[Dataset entries]
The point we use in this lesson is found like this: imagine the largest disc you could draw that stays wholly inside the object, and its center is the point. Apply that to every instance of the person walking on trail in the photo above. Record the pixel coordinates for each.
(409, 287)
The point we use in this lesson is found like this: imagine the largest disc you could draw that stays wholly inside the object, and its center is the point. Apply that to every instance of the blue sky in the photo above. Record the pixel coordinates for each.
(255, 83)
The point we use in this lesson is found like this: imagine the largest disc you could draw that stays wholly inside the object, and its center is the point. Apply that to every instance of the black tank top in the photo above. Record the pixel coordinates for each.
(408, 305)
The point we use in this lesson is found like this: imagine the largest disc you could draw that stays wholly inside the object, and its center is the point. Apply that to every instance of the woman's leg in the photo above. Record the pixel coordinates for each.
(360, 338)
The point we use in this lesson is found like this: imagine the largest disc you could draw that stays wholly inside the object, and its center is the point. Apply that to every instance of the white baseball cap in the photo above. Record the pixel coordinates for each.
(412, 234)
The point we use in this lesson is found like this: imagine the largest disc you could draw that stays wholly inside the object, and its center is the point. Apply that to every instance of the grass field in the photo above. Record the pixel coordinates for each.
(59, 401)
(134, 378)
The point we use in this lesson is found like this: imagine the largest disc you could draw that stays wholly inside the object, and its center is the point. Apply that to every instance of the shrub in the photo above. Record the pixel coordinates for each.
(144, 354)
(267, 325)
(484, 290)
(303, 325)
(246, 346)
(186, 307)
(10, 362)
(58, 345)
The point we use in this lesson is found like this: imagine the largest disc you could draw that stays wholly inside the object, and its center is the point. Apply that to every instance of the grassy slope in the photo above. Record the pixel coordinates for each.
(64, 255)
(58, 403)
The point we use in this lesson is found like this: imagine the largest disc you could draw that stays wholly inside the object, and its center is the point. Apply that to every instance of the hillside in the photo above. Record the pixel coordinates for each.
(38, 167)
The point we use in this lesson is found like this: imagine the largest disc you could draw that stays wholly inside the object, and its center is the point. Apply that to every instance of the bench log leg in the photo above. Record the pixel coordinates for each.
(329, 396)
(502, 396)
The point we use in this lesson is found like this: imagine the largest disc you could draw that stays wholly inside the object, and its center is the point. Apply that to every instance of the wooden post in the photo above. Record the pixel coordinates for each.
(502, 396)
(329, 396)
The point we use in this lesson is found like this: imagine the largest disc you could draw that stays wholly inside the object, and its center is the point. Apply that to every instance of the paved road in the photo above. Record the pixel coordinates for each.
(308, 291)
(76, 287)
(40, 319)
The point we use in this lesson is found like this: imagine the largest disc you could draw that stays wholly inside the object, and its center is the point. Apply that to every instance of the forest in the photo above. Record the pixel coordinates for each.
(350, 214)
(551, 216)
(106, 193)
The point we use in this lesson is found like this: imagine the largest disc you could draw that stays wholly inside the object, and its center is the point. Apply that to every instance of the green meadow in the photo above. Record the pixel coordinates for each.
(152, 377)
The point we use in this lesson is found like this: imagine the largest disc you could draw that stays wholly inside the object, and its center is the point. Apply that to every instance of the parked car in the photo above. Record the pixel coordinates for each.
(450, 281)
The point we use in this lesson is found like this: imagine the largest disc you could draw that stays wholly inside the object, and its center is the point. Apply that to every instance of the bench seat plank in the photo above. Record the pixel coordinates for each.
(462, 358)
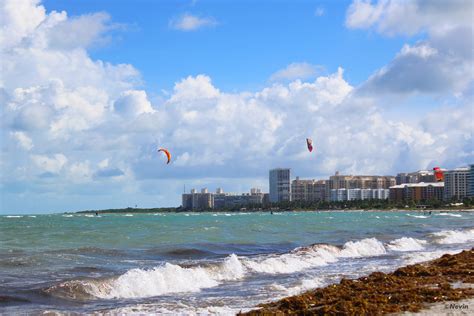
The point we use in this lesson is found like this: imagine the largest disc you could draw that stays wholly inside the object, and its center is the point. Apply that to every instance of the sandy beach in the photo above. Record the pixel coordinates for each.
(438, 287)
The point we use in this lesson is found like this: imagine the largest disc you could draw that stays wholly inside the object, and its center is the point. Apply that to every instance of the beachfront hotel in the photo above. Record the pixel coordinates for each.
(417, 192)
(414, 186)
(456, 184)
(279, 183)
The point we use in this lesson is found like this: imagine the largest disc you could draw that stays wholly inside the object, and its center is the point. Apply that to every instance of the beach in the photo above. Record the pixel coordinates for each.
(207, 263)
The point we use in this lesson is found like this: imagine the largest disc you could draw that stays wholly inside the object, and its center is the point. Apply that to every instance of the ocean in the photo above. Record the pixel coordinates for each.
(205, 263)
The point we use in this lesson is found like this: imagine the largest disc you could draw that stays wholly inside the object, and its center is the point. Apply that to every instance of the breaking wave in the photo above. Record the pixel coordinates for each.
(455, 236)
(449, 214)
(407, 244)
(171, 278)
(166, 279)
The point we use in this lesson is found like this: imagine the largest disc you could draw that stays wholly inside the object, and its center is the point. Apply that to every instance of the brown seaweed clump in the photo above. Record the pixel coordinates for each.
(406, 289)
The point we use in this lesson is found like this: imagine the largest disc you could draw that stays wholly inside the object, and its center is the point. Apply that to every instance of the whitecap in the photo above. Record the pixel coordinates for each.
(406, 244)
(454, 236)
(417, 216)
(166, 279)
(449, 214)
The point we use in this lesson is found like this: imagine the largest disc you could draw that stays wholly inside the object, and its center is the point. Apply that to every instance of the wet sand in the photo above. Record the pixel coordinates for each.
(408, 289)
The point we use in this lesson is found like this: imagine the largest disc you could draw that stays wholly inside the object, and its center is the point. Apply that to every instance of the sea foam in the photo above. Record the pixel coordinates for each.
(455, 236)
(406, 244)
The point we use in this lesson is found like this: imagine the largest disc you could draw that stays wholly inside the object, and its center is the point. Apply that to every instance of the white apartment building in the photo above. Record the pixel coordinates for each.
(456, 184)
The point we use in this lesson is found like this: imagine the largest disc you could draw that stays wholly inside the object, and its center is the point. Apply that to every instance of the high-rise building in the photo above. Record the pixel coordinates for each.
(280, 189)
(338, 181)
(358, 194)
(415, 177)
(456, 183)
(417, 192)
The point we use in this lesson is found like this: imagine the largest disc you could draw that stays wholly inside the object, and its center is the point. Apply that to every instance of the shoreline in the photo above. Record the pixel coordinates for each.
(420, 288)
(150, 211)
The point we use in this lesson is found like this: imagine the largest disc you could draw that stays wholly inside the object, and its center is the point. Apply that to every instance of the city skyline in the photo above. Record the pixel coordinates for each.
(89, 91)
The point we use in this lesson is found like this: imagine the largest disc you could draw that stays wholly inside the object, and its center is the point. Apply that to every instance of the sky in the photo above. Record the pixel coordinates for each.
(90, 89)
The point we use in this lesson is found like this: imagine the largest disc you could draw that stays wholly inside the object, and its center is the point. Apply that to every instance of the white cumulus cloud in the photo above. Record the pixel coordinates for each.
(189, 22)
(297, 71)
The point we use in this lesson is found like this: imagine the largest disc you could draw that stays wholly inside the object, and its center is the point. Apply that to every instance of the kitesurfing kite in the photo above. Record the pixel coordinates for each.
(167, 153)
(309, 143)
(438, 174)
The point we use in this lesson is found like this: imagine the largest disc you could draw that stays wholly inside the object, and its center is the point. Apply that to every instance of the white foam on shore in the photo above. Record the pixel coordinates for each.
(417, 216)
(182, 310)
(406, 244)
(418, 257)
(454, 236)
(166, 279)
(449, 214)
(172, 278)
(304, 285)
(367, 247)
(299, 260)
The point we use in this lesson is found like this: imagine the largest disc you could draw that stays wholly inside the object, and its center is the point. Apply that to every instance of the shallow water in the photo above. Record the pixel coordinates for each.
(205, 263)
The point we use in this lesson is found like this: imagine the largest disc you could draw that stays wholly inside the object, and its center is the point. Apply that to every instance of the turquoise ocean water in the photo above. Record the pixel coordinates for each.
(205, 263)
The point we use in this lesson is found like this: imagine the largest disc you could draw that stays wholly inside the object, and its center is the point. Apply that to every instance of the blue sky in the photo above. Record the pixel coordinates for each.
(90, 89)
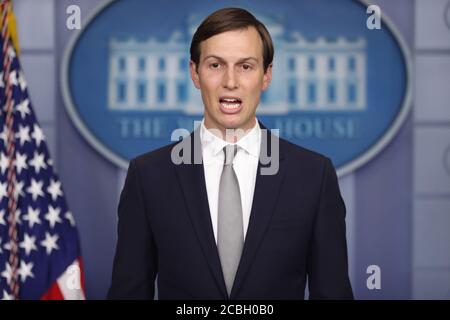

• WHAT TO WORK ON: All the lines above need to be repeated exactly, with no pictures carried over.

• WRITTEN ANSWER:
The point we use in this lesson is found like this: imagine the largest disc you could draw that stays wholly inside the object, and its center is the point. Apply that to every instance of the person walking on trail in the photo above. Record the pixel coordinates for each.
(409, 287)
The point we use in this lesson is found like this: imagine the largest disc you could draw that stays wholly inside the object, and its center is the point. Apply that to every instance of the blue sky in the photo above. Record the pixel coordinates for each.
(255, 83)
The point we use in this lesson is found like this: imagine the largest disc you could draw that stays wholly inside the object, and its center is the point. Apply that to every instance of the black tank top in the photo above. Record the pixel coordinates for each.
(408, 305)
The point we use in this lesson is found like this: imagine the largest disc you could draw that stays wholly inside the object, and its center is the point. Apply that to every instance of the woman's leg in the photo above. Record the pixel coordinates for each.
(360, 338)
The point we use in this lesson is found like this: imagine the largest disc you could draw that stays wholly inside the object, and its center is the point. Apply that to every instance of the white baseball cap in the photo above. Record the pixel coordinates for each.
(412, 234)
The point we use in this lesson is found like this: imagine the largest disc you could draw that stays wholly inside the object, and its center is the point. Apply that to every instance of the grass field in the photo above. Record the pixel coordinates for each.
(59, 401)
(134, 378)
The point we use in this lesson is found like this: imagine the largest disc you could draw that stays wholly inside the object, and its center is the point. Apply that to every instance of the shrub in the photo above. Record the pixel coordinates for each.
(144, 354)
(267, 325)
(484, 290)
(303, 325)
(246, 346)
(186, 307)
(10, 362)
(58, 345)
The point we use in this lesson is found like this: imagine the largest disc you could draw that stays wholly inside the object, and its center is the point. Apply that to every instance of the grassy slope in the photo above. Record the pixel coordinates for each.
(64, 255)
(58, 403)
The point we use in this lesson is found like this: imagine the largest disc you could draw that stays wholly inside the object, and its center is the point. Apply that to every instance of the hillside in the photo above. Record the pixel coordinates for each.
(38, 167)
The point we use in this lesson is found like this: imagine the largest disc you could draw that stays wholly inside the object, and its center is the point. Apply that to every instance of the bench log leg in the photo above. Record the pixel coordinates for each.
(329, 396)
(502, 396)
The point we use in this lesson is found like this: imagine the largest disc you could draw that stays wholly inside the object, and its center is the point. Apply that to every instance of the wooden post in the photo above. Record the pixel coordinates for each.
(502, 396)
(329, 396)
The point we use in this lesson is found like this: imagine the largest disc you could draw that stays wholly inside the object, and its center is the point. Apply that to every instance of the paved road in the photo above. Record the pixel coordinates for each.
(308, 291)
(76, 287)
(40, 319)
The point we use in this lesson is found like this: imagine the largest disc you could draw that stays wholly inside the object, and its center is the point. Apply that to every instance of the forest in the photo above. Record the pixel coordinates for each.
(350, 214)
(551, 216)
(106, 193)
The point we use in this lesson is found like this: imagine the largest disc you could draw that stays wholly inside the object, and its center is the point. Apply that to every instance of the green meadow in the photo above. Record the pixel coordinates for each.
(152, 377)
The point we use in this lesson is found like this: imagine the largest disc you could draw that stays wholly inside the object, and its center is the point. Apply that to every instance of the parked car in the photo above. Record the pixel coordinates for each.
(450, 281)
The point we use in this lesson is found like this: imagine the largest disc you could draw that stays wholly inside the object, and its center is the point. Apply that to every instance of the bench seat plank in the photo above. Record the pixel coordinates for each.
(462, 358)
The point we use in this lesson is found like this: imagine the largest disc you could draw that stays wholly inside the object, and its center is the point. Apply that to every instance of the sandy beach in the photo above. Record the pixel coordinates for each.
(438, 287)
The point we use in this lesson is found like this: imagine the largest disc you could draw that stays wholly inside the object, and its center is the point. Apply that to every instance of the beachfront hotel in the photo above. Record the pixel coordinates for each.
(417, 192)
(414, 186)
(456, 184)
(279, 183)
The point we use in this lesson is found like this: imagine the largest disc you could draw that stays wholly inside the object, and its center is the point. Apply that to every instance of the beach in the photo above. Record the pixel coordinates for each.
(207, 263)
The point we use in this lesson is found like this: imagine the largest disc you could draw that stays wholly inside the object, and its center is the point. Apply that to every instance of the ocean in the photo above. Record the pixel coordinates for each.
(205, 263)
The point we use in this lesson is found like this: imagine the largest disc you could draw that stays wholly inside the object, and its center is the point. Apply that to every instance of the breaking wave in the photo above. Record the pixel coordinates for each.
(455, 236)
(449, 214)
(407, 244)
(171, 278)
(166, 279)
The point we use in this lesson is found like this: imagine the largest disc you could draw that stays wholly inside the object, and its center is the point. Apply that to every instance of the brown seaweed clump in the photo above. Record the pixel coordinates for each.
(406, 289)
The point we use in this lesson is found like this: imagine the largest disc you could draw that stays wholly inside the object, and its center is the point. Apply that to every instance of the whitecap in the photo above. Record the pixel coordinates for each.
(406, 244)
(454, 236)
(417, 216)
(166, 279)
(449, 214)
The point we use in this lesson is found like this: imagine the largest disc you could draw that stays wholly inside the object, and its center is the point. Apply that to every instance of the wet sand in the photo above. Record the pixel coordinates for each.
(408, 289)
The point we use in this lesson is found like this: imagine the largest disc you could draw that stays wholly inside the object, and its center is the point. Apply that to every instance of the sea foam in the photo above. Record the pixel coordinates for each.
(455, 236)
(406, 244)
The point we use in this lesson is found like this: imagine the largest disc you could draw that stays wholly inside the object, and its center is the point. Apply that to every instance of the white apartment building in the photo above. Record the pixel coordinates for each.
(456, 184)
The point we use in this lesson is found like this: imagine the largest disc you could draw that stays wholly inside the object, and its center is the point. Apply that to every instance of the high-rise building in the photo above. Record the pixel coordinates for each.
(280, 189)
(338, 181)
(358, 194)
(415, 177)
(456, 183)
(417, 192)
The point we use in this lesson is found like this: imagine the largest disc you could draw that stays wholly inside the object, and its center is the point. Apply that to every instance of the shoreline in the photo above. Record the pixel coordinates for each.
(420, 288)
(150, 211)
The point we use in this lesson is found like this: imagine the largest disc you could draw that stays wholly inside the object, and its center is the point. Apply that to every instance of the city skyline in the photo above. Record the pixel coordinates for each.
(89, 91)
The point we use in this lesson is found like this: imagine the largest disc you could draw that stays wholly inside the object, and its center is the point. Apply that to every instance of the sky in the photo above. Record the pixel coordinates for each.
(90, 89)
The point we use in this lesson is found like this: imagine the largest disc you could draw that stays wholly inside the object, and its center is the point. Apply that to every instance of the white cumulus cloud in the photo above. Record the pixel coordinates for each.
(189, 22)
(297, 71)
The point we use in this lesson is found like this: imagine the largest disc you could draw that stays wholly inside the object, and its center is the point. Apply that to every instance of the kitesurfing kite in the photo above. Record the pixel coordinates for each.
(167, 153)
(309, 143)
(438, 174)
The point we use in this lesson is found like this: imagine the largest disc you could draw that stays wholly inside the object, and its center is the point. Apply that to every instance of the white foam on shore in the photo above. Record the pixel coordinates for each.
(417, 216)
(182, 310)
(406, 244)
(418, 257)
(454, 236)
(166, 279)
(449, 214)
(172, 278)
(304, 285)
(367, 247)
(299, 260)
The point we use in this lesson is found like this: imagine the largest disc you could draw that stays wholly inside the object, and its center is the point. Apply that to every instance of the shallow water in the photo above. Record the pixel coordinates for each.
(205, 263)
The point we use in this lesson is found like this: imagine the largest disc you could draw that stays wholly inside the object, and its center is the point. Apply that to every instance of the turquoise ocean water in the photo above. Record the pixel coordinates for each.
(205, 263)
The point we use in this lesson is found like this: imagine the largest disc you could draw that stays wholly inside the object, and its center is the point. Apply that to every instance of the blue sky in the photo above. Record the pixel coordinates for each.
(90, 89)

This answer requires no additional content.